## Instruksi 1:
Tulis ulang secara lebih ringkas paragraf yang diawali "Puisi Kang Bonari tersebut punya kekuatan menggugah" dalam tulisan tentang puisi dan kemiskinan. Pertahankan fakta-fakta utamanya.
## Instruksi 2:
Teruskan tulisan tentang puisi dan kemiskinan itu, dimulai dari kalimat sesudah kutipan Jeremy Seabrook yang menjadi penutupnya.

## Dokumen:
======

Monday 14 February 2011

PUISI DAN KEMISKINAN YANG DISEMBUNYIKAN

[Catatan Nurani Soyomukti]


“dipastikan tak berdampak sistemik
jika orang kecil bangkrut
dan menjerat leher sendiri dengan kawat
sebab untuk urusan rezeki dan maut
tuhan pun dikambinghitamkan
dipastikan tak berdampak sistemik
jika ibu putusasa membuang bayinya
sebelum menamatkan diri dengan minum obat serangga
sebab orang bisa matidini atau matitua

dipastikan tak berdampak sistemik
jika anakmuda memilih kehilangan ingatan bersama narkoba
daripada menatap masa depan mereka yang gelap gulita
sebab mereka hanya angka di dalam statistik
bisa diatur dengan sedikit utakatik

dan karena dipastikan tidak berdampak sistemik
tak diperlukan talangan perhatian buat mereka.”

(Puisi Bonari Nabonenar, Desember 2009)


Puisi Kang Bonari tersebut punya kekuatan menggugah. Hanya dengan beberapa baris kata, tidak perlu satu buku ekonomi yang terdiri dari beratus-ratus halaman, untuk menunjukkan apa yang sedang terjadi. Tetapi dengan puisi yang memiliki pilihan kata (diksi)-nya tepat, kita semua tergugah. Bahwa kemiskinan dan orang miskin berusaha disembunyikan. Sebuah puisi yang level manfaatnya setaraf dengan analisa sosial yang dikerjakan oleh peneliti atau aktivis sosial yang reputasinya sudah internasional. Kenapa saya katakan demikian? Karena membaca puisi di atas, saya menemukan ungkapan hampir sama dengan kata-kata yang ditulis oleh aktifis sosial internasional, Jeremy Seabrook, yang dalam bukunya ”Kemiskinan Global” menuliskan berikut ini: ”Orang miskin dibentuk ulang dalam citra orang kaya. Mereka menjadi subjek berondongan publisitas dan iklan, untuk memiliki dan untuk membelanjakan... di kalangan yang terpinggirkan, budaya itu membangkitkan suatu karikatur partisipasi pasar kejahatan, penyalah-gunaan obat, kecanduan, persaingan... tersingkir dari pasar global, kaum muda menjadi prajurit bayaran transnasional, dalam kancah perang untuk memenangkan logo dan merk. Obsesi mereka pada emblem yang menunjukkan kepemilikan—kaos, jeans, pakaian olah-raga, telfon genggam—mendorong mereka melakukan apapun untuk menggenggam barang-barang itu”.

======

## Cuplikan Data:
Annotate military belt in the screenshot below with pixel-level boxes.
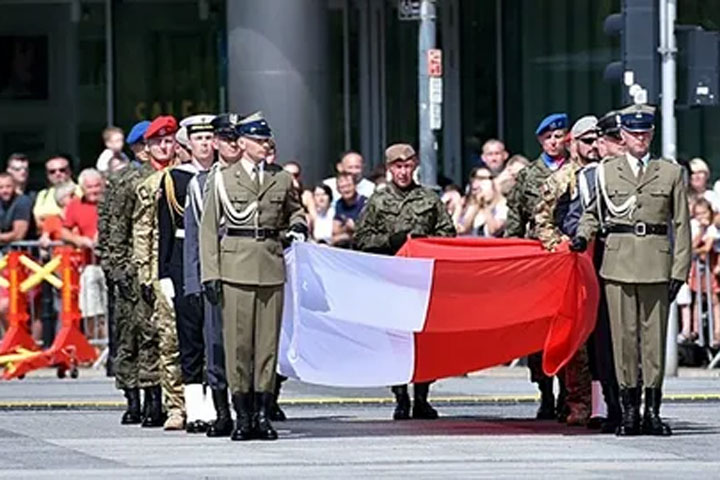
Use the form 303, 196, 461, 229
225, 228, 280, 240
607, 222, 668, 237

======

## Hasil Tugas 1:
Puisi Kang Bonari mampu menggugah pembaca. Hanya dengan beberapa baris berdiksi tepat, tanpa perlu buku ekonomi setebal ratusan halaman, puisi itu menunjukkan bahwa kemiskinan dan orang miskin berusaha disembunyikan. Penulis menilai manfaat puisi ini setara dengan analisis sosial peneliti atau aktivis berreputasi internasional, karena ungkapannya hampir sama dengan tulisan aktivis sosial internasional Jeremy Seabrook dalam buku "Kemiskinan Global". Seabrook menulis bahwa orang miskin dibentuk ulang dalam citra orang kaya melalui publisitas dan iklan. Di kalangan yang terpinggirkan, budaya itu memunculkan kejahatan, penyalahgunaan obat, kecanduan, dan persaingan. Kaum muda yang tersingkir dari pasar global terobsesi pada merek dan barang seperti kaos, jeans, pakaian olahraga, dan telepon genggam, hingga rela melakukan apa pun untuk memilikinya.

## Hasil Tugas 2:
Mereka berusaha menutupi mata kita akan adanya fakta ketimpangan yang menyebabkan kejahatan dan eksploitasi itu. Caranya misalnya adalah dengan mengatakan bahwa kaya dan miskin itu sama saja. Bagi kita yang mengetahui hokum-hukum alam dan materi, tidak mungkin segala sesuatu yang secara material berbeda—bahkan meskipun perbedaan itu kecil—dapat dianggap sama. Dua hal yang secara material berbeda, tidak boleh dikatakan sama, karena dengan mengatakannya sama berarti menutup-nutupi realitas atau mengompromikan antara keduanya—alias “pukul rata”.

Dengan bahasa yang menggunakan agama sebagai tameng, banyak dari orang bodoh itu yang berkata bahwa: (1) “Kaya dan miskin itu sama saja dihadapan Tuhan; (2) “Belum tentu orang miskin itu sengsara, belum tentu juga orang kaya itu bahagia. Kadang orang miskin itu lebih bahagia daripada orang kaya”.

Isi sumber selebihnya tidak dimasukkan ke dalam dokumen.